# [Data entries]
----

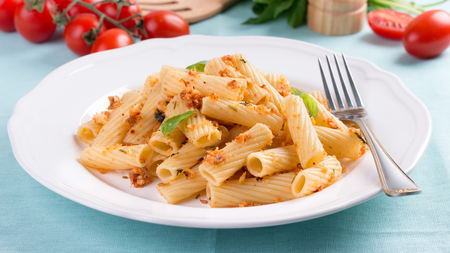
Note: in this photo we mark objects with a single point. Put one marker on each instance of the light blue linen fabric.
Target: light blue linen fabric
(35, 219)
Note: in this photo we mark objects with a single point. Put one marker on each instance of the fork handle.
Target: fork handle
(394, 181)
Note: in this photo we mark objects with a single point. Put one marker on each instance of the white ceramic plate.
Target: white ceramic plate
(43, 128)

----

Output only the lines running from the line with "the fork handle." through the final line of the data, inclusive.

Note: in this photo we mark objects with a single point. Put one marker on each instance of the fork handle.
Target: fork handle
(394, 181)
Note: in this photo we mark objects with a single point. Put one marker on each instance of the white ceramic plate.
Target: white ceramic plate
(43, 128)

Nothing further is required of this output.